▶ [Consigne]:
Recopiez telles quelles les lignes des données, en commençant par celle qui contient « Trace the outline of every instance of the shirt » et en allant jusqu'à la dernière ligne des données comprise. Laissez les images de côté dans votre réponse.

▶ [Données fournies]:
****************
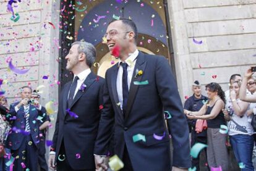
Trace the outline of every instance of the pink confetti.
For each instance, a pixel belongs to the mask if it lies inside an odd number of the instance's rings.
[[[153,135],[153,136],[154,137],[155,139],[157,140],[162,140],[165,136],[165,131],[164,132],[163,136],[159,136],[154,133]]]
[[[77,158],[77,159],[81,158],[81,155],[80,155],[80,154],[79,154],[79,153],[75,154],[75,158]]]
[[[195,43],[195,44],[201,44],[203,43],[203,41],[202,40],[201,40],[201,41],[197,41],[197,40],[196,40],[194,38],[193,38],[193,41],[194,41],[194,43]]]
[[[11,59],[10,62],[9,62],[9,69],[14,72],[19,74],[24,74],[29,70],[29,69],[23,69],[20,70],[15,68],[12,64],[12,60]]]

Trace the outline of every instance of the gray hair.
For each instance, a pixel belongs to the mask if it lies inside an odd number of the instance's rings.
[[[75,41],[71,46],[74,44],[79,44],[78,51],[79,54],[84,53],[86,57],[86,64],[89,67],[91,67],[95,61],[96,57],[96,49],[94,46],[90,43],[80,41]]]

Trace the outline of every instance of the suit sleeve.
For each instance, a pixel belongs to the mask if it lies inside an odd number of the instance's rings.
[[[103,96],[103,108],[101,110],[98,135],[94,148],[94,154],[101,156],[108,156],[109,152],[114,120],[114,111],[108,90],[108,72],[109,70],[107,71],[105,77]]]
[[[6,115],[6,120],[8,120],[9,122],[11,122],[12,120],[10,120],[11,118],[12,118],[14,116],[15,116],[17,114],[17,112],[15,110],[15,106],[17,105],[17,104],[11,104],[10,105],[10,111],[9,112],[8,114],[7,114]]]
[[[189,128],[183,113],[176,81],[167,60],[160,57],[157,60],[155,73],[157,88],[164,110],[168,111],[171,115],[171,119],[167,119],[167,122],[169,131],[172,136],[173,156],[175,156],[173,157],[173,165],[189,168],[191,164]]]

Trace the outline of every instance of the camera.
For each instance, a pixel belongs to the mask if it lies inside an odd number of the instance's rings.
[[[250,68],[250,70],[252,70],[252,72],[256,72],[256,67],[252,67]]]

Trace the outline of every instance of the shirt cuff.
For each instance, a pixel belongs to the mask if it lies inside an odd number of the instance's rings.
[[[14,107],[14,109],[15,109],[15,112],[16,112],[16,113],[17,113],[17,112],[18,112],[19,110],[20,110],[20,108],[19,108],[19,107],[17,107],[17,106],[15,106]]]
[[[55,151],[52,151],[49,152],[49,155],[51,155],[51,154],[56,155],[56,153],[55,152]]]

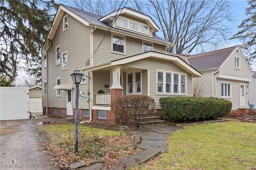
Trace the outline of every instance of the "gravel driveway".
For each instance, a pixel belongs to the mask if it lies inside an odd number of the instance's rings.
[[[46,118],[1,121],[1,130],[14,127],[9,135],[1,133],[1,170],[55,170],[55,161],[46,152],[46,143],[36,125],[40,121],[54,121]]]

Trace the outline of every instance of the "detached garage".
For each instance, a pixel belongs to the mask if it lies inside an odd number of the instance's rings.
[[[37,86],[29,88],[29,111],[33,115],[43,115],[41,86]]]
****************
▶ [Résultat attendu]:
Trace the outline of every instance of the shirt cuff.
For each instance, a pixel belongs to the mask if it lies inside an odd number of the instance's rings.
[[[14,107],[14,109],[15,109],[15,112],[16,112],[16,113],[17,113],[17,112],[18,112],[19,110],[20,110],[20,108],[19,108],[19,107],[17,107],[17,106],[15,106]]]
[[[55,151],[52,151],[49,152],[49,155],[51,155],[51,154],[56,155],[56,153],[55,152]]]

Trace the outline of every instance of the "gravel driveway".
For each instance, a pixel belongs to the mask if it lies inside an odd number of the instance's rings.
[[[46,118],[1,121],[1,130],[14,127],[9,135],[1,133],[1,170],[55,170],[55,161],[46,152],[46,143],[36,125],[40,121],[54,121]]]

Trace the outline of every instance of the "detached garage".
For each instance, a pixel belongs to the mask if it lies inside an odd number of the instance's rings.
[[[37,86],[29,88],[29,111],[33,115],[43,115],[41,86]]]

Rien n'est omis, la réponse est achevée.